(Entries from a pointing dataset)

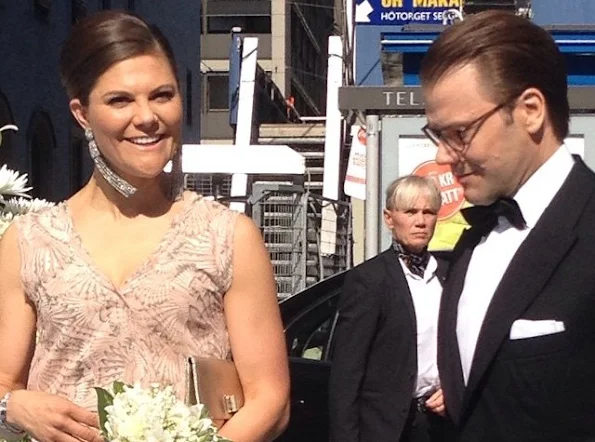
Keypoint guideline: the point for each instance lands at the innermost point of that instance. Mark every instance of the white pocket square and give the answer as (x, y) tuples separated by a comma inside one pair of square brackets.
[(524, 328)]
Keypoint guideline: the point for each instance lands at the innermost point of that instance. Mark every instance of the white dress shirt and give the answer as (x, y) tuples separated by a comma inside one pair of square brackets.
[(494, 253), (426, 294)]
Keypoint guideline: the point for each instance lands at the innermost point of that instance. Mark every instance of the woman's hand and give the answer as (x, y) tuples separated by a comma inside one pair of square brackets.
[(435, 403), (50, 418)]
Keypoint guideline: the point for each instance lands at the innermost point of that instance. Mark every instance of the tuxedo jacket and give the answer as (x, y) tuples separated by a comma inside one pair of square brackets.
[(374, 361), (539, 386)]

> Given problem
Please rewrite these records with "innermost point" changed to "most central point" everywhere and nothing else altered. Leave out the pictures.

> Worked solution
Keypoint guideline: the point for each instance lands at the most central point of that instance. Mark every instance of the white pocket square and give the answer as (x, y) tuples separated by a comma inside one pair of square brackets.
[(524, 328)]
Keypoint guideline: the point for each instance lands at the most central point of that instance. Mark every instance of the white dress shirt and give the answer as (x, y) tuples separated by a comma inside one pair of square brackets.
[(494, 253), (426, 294)]
Keypoint guideline: the point for each instance lands at the most central point of that instance. Mark every instance of the woman's hand and give the answer as (x, y) tuples separated by a comma inside one pair of square brackets.
[(435, 403), (50, 418)]
Keypoint guideline: the point for each instance lands at the most central point of that instance. Mark every instance of the tuxedo jacket and give the answer as (x, y) tuples separated by a comma inside one pair of square brackets.
[(374, 361), (539, 386)]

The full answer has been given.